* _Exercise objective_
Produce an exact transcription of the listing below, omitting the pictures.

Data for analysis section start

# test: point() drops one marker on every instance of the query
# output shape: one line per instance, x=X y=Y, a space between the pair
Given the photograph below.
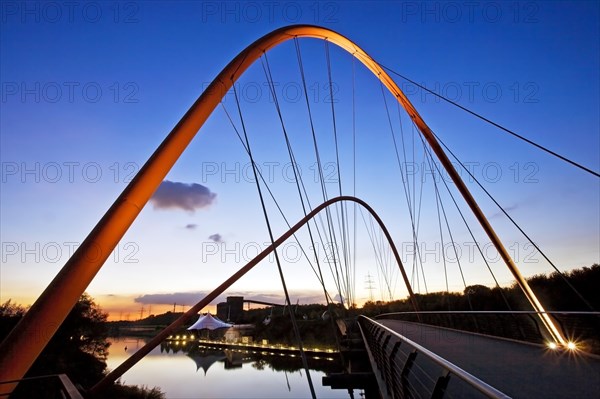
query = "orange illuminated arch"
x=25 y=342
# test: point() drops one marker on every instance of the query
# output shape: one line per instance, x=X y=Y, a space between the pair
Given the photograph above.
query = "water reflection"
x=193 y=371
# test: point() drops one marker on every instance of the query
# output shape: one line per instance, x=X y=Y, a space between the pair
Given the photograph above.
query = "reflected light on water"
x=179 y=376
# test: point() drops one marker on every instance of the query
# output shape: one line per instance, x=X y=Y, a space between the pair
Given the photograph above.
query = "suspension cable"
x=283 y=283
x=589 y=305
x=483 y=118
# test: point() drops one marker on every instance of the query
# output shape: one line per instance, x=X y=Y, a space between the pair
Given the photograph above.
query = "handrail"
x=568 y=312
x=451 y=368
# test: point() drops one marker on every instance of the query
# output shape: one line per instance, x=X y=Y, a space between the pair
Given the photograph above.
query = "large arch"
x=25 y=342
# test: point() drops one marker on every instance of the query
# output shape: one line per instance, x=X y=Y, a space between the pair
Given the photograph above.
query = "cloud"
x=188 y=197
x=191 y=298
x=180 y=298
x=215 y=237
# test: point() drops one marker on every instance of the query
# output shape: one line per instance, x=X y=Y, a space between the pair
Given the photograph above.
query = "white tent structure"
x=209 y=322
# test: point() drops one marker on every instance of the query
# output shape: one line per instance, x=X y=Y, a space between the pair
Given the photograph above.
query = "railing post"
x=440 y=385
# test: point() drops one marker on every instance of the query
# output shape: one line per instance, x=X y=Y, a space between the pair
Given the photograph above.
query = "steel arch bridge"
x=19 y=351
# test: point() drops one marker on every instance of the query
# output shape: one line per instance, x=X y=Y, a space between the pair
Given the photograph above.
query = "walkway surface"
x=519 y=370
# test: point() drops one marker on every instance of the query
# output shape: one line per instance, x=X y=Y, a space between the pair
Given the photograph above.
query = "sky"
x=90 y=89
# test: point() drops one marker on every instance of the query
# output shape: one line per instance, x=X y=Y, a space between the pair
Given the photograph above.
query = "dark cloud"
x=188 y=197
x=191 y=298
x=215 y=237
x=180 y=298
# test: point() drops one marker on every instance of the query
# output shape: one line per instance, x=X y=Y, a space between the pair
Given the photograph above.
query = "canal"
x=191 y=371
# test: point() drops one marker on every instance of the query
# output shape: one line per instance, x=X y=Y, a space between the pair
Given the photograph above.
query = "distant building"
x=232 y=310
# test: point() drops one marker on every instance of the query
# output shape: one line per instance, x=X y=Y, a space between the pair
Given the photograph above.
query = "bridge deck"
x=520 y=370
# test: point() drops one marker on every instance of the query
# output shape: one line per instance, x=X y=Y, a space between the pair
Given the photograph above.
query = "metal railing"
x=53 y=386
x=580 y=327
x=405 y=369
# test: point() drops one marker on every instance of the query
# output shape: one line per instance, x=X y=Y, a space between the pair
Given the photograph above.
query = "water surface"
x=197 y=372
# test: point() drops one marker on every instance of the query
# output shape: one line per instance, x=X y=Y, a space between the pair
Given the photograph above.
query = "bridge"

Data for analysis section end

* _Answer to this problem_
# test: point() drops one marker on every instance of the query
# output shape: one line per instance, x=X y=Y, a space between the pair
Given the photograph below.
query = "orange illuminated arch"
x=25 y=342
# test: point() drops one marker on every instance of the query
# output shape: one line per instance, x=X y=Y, a space between the pair
Given the photograph above.
query = "water reflection"
x=193 y=371
# test: point() drops one marker on every instance of the query
# output shape: one line per instance, x=X y=Y, a space between the pair
Given the photograph above.
query = "reflected light on water"
x=179 y=376
# test: point() drops one marker on every instance of the query
# output shape: one line per instance, x=X y=Y, a space between the pair
Given the photograph above.
query = "suspension cable"
x=283 y=283
x=589 y=305
x=483 y=118
# test: point() drops one marker on every instance of the query
# output shape: one line per instance, x=X y=Y, a space between the pair
Given the photograph above.
query = "handrail"
x=568 y=312
x=451 y=368
# test: point() drops one marker on every instance of the query
# output shape: one line per instance, x=X y=Y, a space between the pair
Given the photograph above.
query = "large arch"
x=25 y=342
# test: point() drops one marker on every instance of the query
# output shape: one line per instance, x=X y=Y, a space between the pair
Given the photograph above.
query = "cloud"
x=188 y=197
x=191 y=298
x=180 y=298
x=215 y=237
# test: point() drops one marker on every instance of the query
# output shape: one line per instance, x=X y=Y, a space between the pair
Given the photograph above.
query = "white tent structure"
x=209 y=322
# test: point() drops one marker on every instance of the query
# output shape: one line per instance, x=X y=Y, a space between the pair
Given the photograph above.
query = "railing post"
x=440 y=385
# test: point() drops one marker on every instance of the query
# output shape: one line per instance, x=X y=Y, a space between the pair
Given the photograph above.
query = "steel arch bridge"
x=19 y=351
# test: point() drops one marker on every instance of the query
# output shape: one line per instance, x=X y=Y, a space between the pair
Given the photograph above.
query = "walkway surface"
x=519 y=370
# test: point() drops one marker on every instance of the query
# output shape: one line per instance, x=X y=Y, a space between the pair
Given the photograph above.
query = "sky"
x=90 y=89
# test: point() drops one marker on every instance of the query
# output shape: one line per instance, x=X y=Y, a space between the pair
Given the photograph above.
query = "dark cloud"
x=188 y=197
x=191 y=298
x=215 y=237
x=180 y=298
# test: point() drops one marker on every instance of the query
# output shape: one line per instance, x=X y=Y, a space between the pair
Given the photograph above.
query = "canal"
x=191 y=371
# test: point() drops one marker on every instance of the query
# output shape: one line per instance, x=X y=Y, a space between the pair
Given the photograph above.
query = "distant building"
x=232 y=310
# test: point() drops one marker on every instance of the query
# output shape: one line per instance, x=X y=Y, a space between the pair
Given the photograph above.
query = "bridge deck"
x=520 y=370
# test: point() drops one marker on every instance of the query
# output shape: one line per instance, x=X y=Y, a space between the pair
Given the photograph above.
query = "metal railing"
x=53 y=386
x=580 y=327
x=405 y=369
# test: point() drops one marker on every instance of the query
# output shape: one line per instance, x=X y=Y, a space between the pair
Given the photograph above.
query = "water surface"
x=197 y=372
# test: point() drops one marker on every instance of the query
# output shape: one line per instance, x=X y=Y, a space between the pair
Given the photograph above.
query = "bridge"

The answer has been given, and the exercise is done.